Records from a data collection:
• • • • •
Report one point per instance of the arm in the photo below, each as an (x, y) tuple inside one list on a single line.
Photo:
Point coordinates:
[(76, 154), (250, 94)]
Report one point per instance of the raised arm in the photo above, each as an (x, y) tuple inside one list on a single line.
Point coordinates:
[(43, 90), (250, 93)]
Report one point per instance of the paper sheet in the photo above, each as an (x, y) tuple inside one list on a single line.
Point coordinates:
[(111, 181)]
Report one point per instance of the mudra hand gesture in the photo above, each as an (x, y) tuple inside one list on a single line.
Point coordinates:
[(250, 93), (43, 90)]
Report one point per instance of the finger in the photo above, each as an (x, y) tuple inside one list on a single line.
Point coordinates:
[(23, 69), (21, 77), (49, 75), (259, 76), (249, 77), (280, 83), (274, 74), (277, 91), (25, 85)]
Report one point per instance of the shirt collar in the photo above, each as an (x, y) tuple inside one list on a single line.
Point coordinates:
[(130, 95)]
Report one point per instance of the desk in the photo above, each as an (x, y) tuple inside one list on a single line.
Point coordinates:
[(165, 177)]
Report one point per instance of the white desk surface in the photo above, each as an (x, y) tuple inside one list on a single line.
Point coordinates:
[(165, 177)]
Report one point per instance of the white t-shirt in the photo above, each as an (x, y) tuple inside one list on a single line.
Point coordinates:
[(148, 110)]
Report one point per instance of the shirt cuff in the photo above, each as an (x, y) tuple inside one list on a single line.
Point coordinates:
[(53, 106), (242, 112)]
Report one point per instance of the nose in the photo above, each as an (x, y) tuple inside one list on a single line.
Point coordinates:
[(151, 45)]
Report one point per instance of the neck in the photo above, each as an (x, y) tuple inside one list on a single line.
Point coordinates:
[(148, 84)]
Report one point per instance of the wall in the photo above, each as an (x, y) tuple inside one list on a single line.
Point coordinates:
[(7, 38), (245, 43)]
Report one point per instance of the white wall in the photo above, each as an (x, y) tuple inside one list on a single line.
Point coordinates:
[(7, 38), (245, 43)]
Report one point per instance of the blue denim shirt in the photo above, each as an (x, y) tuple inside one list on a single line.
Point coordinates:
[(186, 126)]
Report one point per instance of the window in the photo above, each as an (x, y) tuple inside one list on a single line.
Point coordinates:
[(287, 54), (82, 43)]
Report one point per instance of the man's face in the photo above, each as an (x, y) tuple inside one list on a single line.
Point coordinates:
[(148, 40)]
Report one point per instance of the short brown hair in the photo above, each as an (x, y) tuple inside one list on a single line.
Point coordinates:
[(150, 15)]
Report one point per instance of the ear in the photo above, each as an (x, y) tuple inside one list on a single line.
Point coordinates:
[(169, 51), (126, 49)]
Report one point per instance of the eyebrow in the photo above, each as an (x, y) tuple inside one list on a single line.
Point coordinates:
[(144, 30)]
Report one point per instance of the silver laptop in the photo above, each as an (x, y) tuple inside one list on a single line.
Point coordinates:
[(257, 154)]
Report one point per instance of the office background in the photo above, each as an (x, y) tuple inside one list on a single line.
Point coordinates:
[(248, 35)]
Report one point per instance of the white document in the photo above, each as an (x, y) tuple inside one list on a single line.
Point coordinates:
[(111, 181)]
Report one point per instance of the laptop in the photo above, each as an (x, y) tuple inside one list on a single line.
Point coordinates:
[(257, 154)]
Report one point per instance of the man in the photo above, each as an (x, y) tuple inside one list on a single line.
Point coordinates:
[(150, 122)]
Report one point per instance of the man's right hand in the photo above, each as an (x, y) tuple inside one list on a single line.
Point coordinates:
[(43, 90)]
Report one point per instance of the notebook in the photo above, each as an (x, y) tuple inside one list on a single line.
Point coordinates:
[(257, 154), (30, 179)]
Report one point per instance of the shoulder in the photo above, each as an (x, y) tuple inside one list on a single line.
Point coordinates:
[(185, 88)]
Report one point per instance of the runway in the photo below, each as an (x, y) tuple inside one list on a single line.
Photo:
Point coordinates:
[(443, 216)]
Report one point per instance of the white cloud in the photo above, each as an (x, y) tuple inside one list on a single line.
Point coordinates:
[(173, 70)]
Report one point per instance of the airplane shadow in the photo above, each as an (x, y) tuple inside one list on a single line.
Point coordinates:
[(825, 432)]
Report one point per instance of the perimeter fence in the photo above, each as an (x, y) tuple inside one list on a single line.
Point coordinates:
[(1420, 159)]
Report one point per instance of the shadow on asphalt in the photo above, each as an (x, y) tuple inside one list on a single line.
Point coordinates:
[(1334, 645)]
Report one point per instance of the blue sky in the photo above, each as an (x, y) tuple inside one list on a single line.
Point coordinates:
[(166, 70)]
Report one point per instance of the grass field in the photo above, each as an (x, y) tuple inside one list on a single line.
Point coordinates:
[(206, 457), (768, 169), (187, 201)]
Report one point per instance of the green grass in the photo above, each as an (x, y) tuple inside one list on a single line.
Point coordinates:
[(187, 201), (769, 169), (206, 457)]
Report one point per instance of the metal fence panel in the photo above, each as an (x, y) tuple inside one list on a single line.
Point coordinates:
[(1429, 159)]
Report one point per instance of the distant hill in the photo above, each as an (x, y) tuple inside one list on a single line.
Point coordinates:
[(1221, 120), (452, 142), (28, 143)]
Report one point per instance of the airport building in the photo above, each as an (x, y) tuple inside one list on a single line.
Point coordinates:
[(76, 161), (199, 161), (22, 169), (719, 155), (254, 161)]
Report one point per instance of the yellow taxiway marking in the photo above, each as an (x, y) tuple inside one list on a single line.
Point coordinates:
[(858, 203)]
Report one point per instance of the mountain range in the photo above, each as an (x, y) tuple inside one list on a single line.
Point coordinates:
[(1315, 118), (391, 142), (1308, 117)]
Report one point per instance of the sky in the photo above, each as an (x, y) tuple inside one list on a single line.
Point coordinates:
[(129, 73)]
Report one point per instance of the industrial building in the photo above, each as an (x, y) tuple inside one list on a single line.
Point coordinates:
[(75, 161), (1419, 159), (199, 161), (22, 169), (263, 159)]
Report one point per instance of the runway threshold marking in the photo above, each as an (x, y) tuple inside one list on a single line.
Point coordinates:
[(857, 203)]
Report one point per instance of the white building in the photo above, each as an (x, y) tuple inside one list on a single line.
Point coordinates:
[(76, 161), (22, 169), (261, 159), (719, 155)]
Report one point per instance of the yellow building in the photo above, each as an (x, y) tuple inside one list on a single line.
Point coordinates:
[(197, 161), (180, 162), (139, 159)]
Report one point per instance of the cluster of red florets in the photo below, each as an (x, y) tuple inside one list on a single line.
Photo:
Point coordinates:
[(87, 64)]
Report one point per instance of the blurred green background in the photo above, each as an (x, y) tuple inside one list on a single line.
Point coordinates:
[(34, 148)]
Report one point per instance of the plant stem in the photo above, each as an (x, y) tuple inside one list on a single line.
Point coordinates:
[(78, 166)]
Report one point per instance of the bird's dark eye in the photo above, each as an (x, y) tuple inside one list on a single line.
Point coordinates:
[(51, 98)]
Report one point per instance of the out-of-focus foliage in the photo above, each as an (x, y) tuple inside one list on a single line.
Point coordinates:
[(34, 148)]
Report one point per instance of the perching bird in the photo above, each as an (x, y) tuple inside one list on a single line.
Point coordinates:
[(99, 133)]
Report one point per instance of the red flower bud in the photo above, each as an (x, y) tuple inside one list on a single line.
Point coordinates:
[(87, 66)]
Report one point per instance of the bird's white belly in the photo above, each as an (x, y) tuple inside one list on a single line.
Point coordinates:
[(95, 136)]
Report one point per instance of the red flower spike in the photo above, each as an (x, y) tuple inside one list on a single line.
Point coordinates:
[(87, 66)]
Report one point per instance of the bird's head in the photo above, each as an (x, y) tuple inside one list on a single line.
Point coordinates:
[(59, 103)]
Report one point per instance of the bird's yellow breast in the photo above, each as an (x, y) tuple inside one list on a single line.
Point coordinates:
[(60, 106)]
• • • • •
Exercise instructions: Beginning with the first line of the entries, repeat each line exactly until you have reproduced the one containing "Report one point per instance of the raised", and add nothing further.

Reply to the exercise:
Report one point per instance of the arm in the photo below, each as an (x, y) tuple inside one list on a single line.
Photo:
Point coordinates:
[(76, 154), (250, 94)]
Report one point per instance of the raised arm in the photo above, each as an (x, y) tuple inside one list on a single line.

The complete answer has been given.